##### TESTO DI LETTURA
I tanti fronti di guerra di Lucia Azzolina
Bisogna riconoscere che la ministra Lucia Azzolina si è trovata a combattere contemporaneamente su tanti fronti: quello politico, non solo con l’opposizione ma anche all’interno del governo e del suo stesso gruppo parlamentare, che non sempre sono stati solidali con le sue scelte; quello sindacale, o almeno dei cinque sindacati più rappresentativi, su vari fronti tra cui il concorso straordinario per i docenti precari, che le hanno chiesto congiuntamente e insistentemente di rinviare, cosa che lei non ha fatto; quello mediatico, che l’ha vista bersaglio di attenzioni e di imitazioni e parodie non sempre, anzi quasi mai benevole.
Nel complesso Azzolina si è mostrata resiliente, per usare un aggettivo oggi di uso corrente: diventata ministro quasi per caso, dopo le inopinate dimissioni di Lorenzo Fioramonti, si è circondata di uno staff di fiducia e ha corretto la linea del suo predecessore in più punti: sui concorsi ha ribadito la fedeltà alla norma costituzionale che li prevede come via ordinaria di accesso alla pubbliche amministrazioni; sull’educazione civica, che Fioramonti avrebbe voluto centrata sulla dimensione ecologica-ambientalista, ha posto l’accento sull’analoga importanza di quella digitale e di quella giuridico-costituzionale e valoriale; sulle parodie si è divertita; sulla assillante campagna anti banchi a rotelle ha tenuto ferma l’intenzione di eliminare finalmente quelli vecchi, che “hanno sotto il chewingum di tuo nonno”; sulla didattica in presenza, dopo un’iniziale esitazione, ha preso posizione apertamente per la priorità di questa modalità di insegnamento e apprendimento, recuperando almeno su questo un filo di dialogo con i sindacati.
##########
▶ **CONSEGNA**: Per favore, traduci in inglese questa frase del testo di lettura: «Bisogna riconoscere che la ministra Lucia Azzolina si è trovata a combattere contemporaneamente su tanti fronti: quello politico, non solo con l’opposizione ma anche all’interno del governo e del suo stesso gruppo parlamentare, che non sempre sono stati solidali con le sue scelte; quello sindacale, o almeno dei cinque sindacati più rappresentativi, su vari fronti tra cui il concorso straordinario per i docenti precari, che le hanno chiesto congiuntamente e insistentemente di rinviare, cosa che lei non ha fatto; quello mediatico, che l’ha vista bersaglio di attenzioni e di imitazioni e parodie non sempre, anzi quasi mai benevole.» Le voci non hanno alcun legame con il testo di lettura.
##### DATI MOSTRATI
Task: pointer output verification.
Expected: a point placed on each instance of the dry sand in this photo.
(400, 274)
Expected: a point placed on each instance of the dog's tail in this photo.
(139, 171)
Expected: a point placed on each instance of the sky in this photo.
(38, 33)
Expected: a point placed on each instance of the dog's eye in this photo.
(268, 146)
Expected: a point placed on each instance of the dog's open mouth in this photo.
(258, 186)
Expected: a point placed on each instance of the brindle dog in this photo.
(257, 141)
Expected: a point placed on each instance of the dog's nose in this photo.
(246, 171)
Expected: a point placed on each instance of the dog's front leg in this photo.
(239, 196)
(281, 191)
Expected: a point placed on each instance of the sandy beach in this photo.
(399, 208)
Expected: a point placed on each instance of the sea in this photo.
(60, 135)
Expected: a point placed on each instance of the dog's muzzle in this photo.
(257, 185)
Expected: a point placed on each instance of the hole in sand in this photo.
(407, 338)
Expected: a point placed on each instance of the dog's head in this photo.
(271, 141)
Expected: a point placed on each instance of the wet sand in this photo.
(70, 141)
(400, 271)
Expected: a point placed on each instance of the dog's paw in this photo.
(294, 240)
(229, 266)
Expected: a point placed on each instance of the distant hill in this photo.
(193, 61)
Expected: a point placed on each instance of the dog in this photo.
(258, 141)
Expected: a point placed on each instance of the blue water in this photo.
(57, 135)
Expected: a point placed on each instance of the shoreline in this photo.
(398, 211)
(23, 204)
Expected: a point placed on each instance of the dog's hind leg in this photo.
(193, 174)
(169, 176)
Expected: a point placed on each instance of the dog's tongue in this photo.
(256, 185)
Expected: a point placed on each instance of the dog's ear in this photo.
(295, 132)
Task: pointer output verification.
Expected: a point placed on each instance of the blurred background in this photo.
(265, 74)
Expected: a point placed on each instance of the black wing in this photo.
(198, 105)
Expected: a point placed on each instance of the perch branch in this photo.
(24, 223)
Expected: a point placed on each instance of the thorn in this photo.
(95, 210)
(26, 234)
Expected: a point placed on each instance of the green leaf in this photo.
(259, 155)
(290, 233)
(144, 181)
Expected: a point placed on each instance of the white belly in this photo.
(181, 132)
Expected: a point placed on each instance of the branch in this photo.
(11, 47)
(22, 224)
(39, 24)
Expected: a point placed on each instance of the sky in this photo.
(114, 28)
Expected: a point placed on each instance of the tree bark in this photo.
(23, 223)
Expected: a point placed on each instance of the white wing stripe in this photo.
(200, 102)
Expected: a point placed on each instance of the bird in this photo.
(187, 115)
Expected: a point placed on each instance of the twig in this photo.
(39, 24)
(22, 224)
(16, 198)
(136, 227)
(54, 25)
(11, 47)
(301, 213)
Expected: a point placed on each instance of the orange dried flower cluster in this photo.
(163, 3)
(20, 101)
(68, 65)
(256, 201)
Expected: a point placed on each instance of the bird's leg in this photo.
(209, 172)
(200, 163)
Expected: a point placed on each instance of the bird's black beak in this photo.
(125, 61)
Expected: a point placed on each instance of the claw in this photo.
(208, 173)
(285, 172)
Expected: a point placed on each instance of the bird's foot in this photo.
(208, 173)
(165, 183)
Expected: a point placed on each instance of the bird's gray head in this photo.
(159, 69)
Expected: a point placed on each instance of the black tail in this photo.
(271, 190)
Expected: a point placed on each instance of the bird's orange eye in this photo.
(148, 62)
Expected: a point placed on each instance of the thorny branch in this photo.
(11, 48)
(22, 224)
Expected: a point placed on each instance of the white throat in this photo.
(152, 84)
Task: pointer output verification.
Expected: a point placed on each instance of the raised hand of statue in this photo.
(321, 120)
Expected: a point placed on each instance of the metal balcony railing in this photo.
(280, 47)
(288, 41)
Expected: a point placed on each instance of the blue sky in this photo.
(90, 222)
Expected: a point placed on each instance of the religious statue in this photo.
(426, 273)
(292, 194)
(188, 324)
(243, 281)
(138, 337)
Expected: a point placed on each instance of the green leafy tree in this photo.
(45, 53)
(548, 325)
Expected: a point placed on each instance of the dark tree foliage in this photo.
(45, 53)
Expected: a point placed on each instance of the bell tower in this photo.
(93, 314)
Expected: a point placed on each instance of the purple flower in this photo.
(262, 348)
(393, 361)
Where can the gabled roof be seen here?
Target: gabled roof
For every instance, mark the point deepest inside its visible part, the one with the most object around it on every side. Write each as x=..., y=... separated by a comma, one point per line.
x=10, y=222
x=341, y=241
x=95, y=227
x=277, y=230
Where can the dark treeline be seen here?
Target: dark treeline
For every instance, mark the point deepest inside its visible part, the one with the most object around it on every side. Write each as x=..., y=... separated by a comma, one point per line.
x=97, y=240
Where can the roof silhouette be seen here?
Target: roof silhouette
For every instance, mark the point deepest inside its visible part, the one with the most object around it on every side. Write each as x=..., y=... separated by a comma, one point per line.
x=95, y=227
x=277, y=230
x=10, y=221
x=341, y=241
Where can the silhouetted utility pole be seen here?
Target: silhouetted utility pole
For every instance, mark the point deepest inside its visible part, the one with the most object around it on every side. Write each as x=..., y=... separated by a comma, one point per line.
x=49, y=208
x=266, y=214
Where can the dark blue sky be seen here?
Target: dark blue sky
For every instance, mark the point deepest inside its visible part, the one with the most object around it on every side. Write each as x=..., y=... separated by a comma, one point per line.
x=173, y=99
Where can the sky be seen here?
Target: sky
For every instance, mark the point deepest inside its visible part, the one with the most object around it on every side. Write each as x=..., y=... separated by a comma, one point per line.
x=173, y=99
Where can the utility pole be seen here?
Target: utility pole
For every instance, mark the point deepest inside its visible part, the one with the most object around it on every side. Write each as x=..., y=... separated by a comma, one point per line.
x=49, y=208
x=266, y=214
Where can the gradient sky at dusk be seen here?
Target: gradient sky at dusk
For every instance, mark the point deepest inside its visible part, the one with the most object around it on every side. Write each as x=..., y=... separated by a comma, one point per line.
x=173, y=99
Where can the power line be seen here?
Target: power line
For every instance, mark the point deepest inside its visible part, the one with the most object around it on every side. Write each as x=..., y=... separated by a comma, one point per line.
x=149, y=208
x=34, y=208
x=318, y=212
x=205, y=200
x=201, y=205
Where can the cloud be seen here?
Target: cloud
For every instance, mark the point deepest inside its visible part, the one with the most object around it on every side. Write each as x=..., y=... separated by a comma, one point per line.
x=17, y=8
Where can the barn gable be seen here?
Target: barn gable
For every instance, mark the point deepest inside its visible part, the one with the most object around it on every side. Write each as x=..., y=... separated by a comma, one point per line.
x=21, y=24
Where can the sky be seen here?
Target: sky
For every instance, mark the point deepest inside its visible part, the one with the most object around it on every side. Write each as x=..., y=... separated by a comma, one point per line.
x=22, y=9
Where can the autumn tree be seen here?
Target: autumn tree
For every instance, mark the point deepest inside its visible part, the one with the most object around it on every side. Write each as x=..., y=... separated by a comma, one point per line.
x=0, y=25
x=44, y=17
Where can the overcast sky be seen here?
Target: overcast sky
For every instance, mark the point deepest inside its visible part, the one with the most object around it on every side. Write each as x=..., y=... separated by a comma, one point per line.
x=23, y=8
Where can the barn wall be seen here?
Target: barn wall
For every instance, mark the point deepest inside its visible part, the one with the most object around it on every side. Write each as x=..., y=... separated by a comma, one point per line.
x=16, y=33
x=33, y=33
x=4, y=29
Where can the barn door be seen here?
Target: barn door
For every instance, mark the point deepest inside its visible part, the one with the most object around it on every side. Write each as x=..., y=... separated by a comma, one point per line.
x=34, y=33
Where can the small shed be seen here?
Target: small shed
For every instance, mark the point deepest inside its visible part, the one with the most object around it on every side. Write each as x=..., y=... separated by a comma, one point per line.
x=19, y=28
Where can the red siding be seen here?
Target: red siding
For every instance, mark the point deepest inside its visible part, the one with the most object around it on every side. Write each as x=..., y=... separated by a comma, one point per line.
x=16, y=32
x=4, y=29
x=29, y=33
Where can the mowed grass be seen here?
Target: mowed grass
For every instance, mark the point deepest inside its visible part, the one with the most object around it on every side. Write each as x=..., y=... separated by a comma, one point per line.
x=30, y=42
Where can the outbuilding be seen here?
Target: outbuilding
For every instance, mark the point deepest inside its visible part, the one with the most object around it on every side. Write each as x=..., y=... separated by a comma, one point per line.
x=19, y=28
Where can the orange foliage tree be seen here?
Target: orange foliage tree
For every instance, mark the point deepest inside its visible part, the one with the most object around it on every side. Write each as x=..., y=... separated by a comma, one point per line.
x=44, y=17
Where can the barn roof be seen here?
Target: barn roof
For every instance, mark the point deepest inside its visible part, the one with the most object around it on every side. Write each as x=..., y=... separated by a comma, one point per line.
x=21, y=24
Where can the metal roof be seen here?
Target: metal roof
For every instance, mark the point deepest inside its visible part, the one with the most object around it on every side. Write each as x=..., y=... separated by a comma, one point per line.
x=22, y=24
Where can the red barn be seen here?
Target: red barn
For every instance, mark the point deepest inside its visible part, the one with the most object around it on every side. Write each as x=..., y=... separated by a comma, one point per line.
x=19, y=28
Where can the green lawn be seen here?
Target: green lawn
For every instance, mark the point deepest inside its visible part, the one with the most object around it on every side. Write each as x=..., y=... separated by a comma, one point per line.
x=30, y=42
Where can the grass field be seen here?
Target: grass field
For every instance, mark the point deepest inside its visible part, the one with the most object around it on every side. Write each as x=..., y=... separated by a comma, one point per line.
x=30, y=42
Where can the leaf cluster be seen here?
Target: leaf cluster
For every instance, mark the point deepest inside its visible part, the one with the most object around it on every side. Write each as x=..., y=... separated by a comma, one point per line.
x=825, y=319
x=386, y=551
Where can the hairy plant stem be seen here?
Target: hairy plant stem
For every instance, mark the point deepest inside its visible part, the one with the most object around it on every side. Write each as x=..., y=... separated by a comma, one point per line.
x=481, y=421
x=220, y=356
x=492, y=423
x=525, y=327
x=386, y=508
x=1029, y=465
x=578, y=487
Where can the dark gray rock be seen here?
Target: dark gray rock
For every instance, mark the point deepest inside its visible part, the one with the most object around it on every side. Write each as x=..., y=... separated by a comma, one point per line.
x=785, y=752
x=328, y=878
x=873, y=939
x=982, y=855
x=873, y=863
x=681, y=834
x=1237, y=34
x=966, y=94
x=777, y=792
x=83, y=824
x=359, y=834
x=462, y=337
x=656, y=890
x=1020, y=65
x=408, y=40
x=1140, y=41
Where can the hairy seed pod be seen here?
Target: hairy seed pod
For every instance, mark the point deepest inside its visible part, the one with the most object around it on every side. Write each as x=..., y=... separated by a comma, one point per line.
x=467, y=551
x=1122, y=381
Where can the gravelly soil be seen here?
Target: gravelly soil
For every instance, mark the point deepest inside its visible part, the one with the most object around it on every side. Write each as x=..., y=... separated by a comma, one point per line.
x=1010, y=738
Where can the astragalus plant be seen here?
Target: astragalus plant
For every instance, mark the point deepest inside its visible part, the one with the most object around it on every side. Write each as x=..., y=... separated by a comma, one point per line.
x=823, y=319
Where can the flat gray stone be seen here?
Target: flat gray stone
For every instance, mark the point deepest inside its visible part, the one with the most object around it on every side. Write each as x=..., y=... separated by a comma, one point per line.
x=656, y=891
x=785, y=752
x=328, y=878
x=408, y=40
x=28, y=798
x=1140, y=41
##########
▶ **RISPOSTA**: It must be acknowledged that Minister Lucia Azzolina found herself fighting on many fronts at once. The first was the political front, not only with the opposition but also within the government and her own parliamentary group, which did not always stand by her choices. The second was the union front, or at least that of the five most representative unions, on various issues including the extraordinary competitive exam for temporary teachers, which they jointly and insistently asked her to postpone, something she did not do. The third was the media front, which made her the target of attention and of imitations and parodies that were not always kind, indeed almost never.